**Texto extraído**:
De lagartijas, lagartas y dragonas de komodoUna hembra de dragón de komodo que nunca se ha cruzado con un macho espera ocho crías.
Hay padres que tratan a hijas sanas, independientes, inteligentes y felices, como si fuesen cobayitas recién nacidas empeñadas en cruzar bailando samba un campo de minas.
La samba por lo absurdo, por lo impar. Por ser sola.
Las minas quizá por la equivocación mortal de no dejar descendencia en el planeta.
Y uno se asoma a la ventana incrédulo para comprobar que no estamos en la India, o en Somalia. Pero no. Que es Europa, que es el siglo XXI.
Herencia de la España lorquiana de Tía Tula.
Herencia del fanquismo que no nos quedó más remedio que mamar.
Esa compasión idiota y simplona.

**Datos proporcionados**:
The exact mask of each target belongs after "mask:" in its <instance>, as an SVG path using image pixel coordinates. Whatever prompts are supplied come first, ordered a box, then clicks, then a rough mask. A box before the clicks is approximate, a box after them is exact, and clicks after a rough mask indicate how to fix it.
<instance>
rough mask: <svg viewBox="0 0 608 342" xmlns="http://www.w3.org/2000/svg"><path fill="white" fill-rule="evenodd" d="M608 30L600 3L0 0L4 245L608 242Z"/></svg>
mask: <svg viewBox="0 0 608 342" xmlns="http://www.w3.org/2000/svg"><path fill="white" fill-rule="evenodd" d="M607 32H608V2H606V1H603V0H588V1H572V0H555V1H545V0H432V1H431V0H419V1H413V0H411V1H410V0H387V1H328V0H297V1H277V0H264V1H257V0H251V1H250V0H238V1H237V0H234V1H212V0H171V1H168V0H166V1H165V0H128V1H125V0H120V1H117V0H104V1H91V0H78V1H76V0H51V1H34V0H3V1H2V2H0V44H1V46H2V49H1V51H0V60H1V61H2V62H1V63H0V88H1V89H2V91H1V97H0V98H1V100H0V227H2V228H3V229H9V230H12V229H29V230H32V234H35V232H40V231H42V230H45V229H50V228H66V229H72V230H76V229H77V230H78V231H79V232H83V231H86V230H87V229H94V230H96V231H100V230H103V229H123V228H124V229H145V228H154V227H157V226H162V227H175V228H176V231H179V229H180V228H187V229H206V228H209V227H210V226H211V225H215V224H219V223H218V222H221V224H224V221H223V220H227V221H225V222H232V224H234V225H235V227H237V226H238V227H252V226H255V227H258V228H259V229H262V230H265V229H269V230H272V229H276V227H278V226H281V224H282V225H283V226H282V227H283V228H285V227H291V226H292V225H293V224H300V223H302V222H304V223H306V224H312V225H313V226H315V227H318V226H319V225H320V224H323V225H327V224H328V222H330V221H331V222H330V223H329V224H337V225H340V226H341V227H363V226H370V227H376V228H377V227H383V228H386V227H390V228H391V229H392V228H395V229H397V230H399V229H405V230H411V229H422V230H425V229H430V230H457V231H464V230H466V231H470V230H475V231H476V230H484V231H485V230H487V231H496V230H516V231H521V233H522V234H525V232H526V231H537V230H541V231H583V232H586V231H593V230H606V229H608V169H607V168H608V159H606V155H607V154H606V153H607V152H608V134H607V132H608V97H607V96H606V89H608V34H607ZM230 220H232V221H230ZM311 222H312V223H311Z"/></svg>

**Tarea asignada A**:
Transcribe del texto sobre las dragonas de Komodo el fragmento que comienza con "Las minas quizá" y sigue hasta "de Tía Tula.", sin alterar nada.
**Tarea asignada B**:
Responde brevemente a estas preguntas sobre el texto sobre las dragonas de Komodo:
(i) ¿Cuántas crías espera la hembra de dragón de komodo?
(ii) ¿Qué dos países se nombran al asomarse a la ventana?
(iii) ¿En qué siglo se afirma que estamos?
**Tarea asignada C**:
Por favor, escribe la continuación del texto sobre las dragonas de Komodo a partir de su última frase.

**Tu respuesta A**:
Las minas quizá por la equivocación mortal de no dejar descendencia en el planeta.
Y uno se asoma a la ventana incrédulo para comprobar que no estamos en la India, o en Somalia. Pero no. Que es Europa, que es el siglo XXI.
Herencia de la España lorquiana de Tía Tula.

**Tu respuesta B**:
(i) Ocho.
(ii) La India y Somalia.
(iii) En el siglo XXI.

**Tu respuesta C**:
Y por huir de esa compasión blandita, una mayoría de lagartijas se cobijan bajo la sombra del primer hombre que pasa, cocinan en la Thermomix, y dejan la ropa blanquísima.
Y huyendo de esas lagartijas hay unas cuantas dragonas de komodo que por ahí andan buscando seres imposibles.
Dragonas independientes y fuertes, que cada día se mastican esa compasión paleta y ramplona para digerirla y que no duela.
Para digerirla y que no obligue a refugiarse bajo la sombra de cualquier hombre.
Para digerirla y que no importe.
Para no escuchar al padre.
Para no temblar cuando se cruza con ese vecino octogenario, de batín ajado y gafas de sol, del que sospecha fue policía política franquista que veló por la ley y el orden en los años 60.
Para no recoger el no saludo de la familia grisácea de la puerta de enfrente, que tras volver de misa juega a mirar por la mirilla y a soltar sapos y culebras, a la vez que gritan una vez más con cansancio infinito “Lu-is-hi-jo-có-me-te-la-chi-cha”.
Para tener hijas sin padre si no lo encontró. Que total hay veces que es mejor no tener que escuchar al padre querido.
Para que esas hijas no conozcan esa compasión blandita y paleta y nunca sean lagartijas miedosas.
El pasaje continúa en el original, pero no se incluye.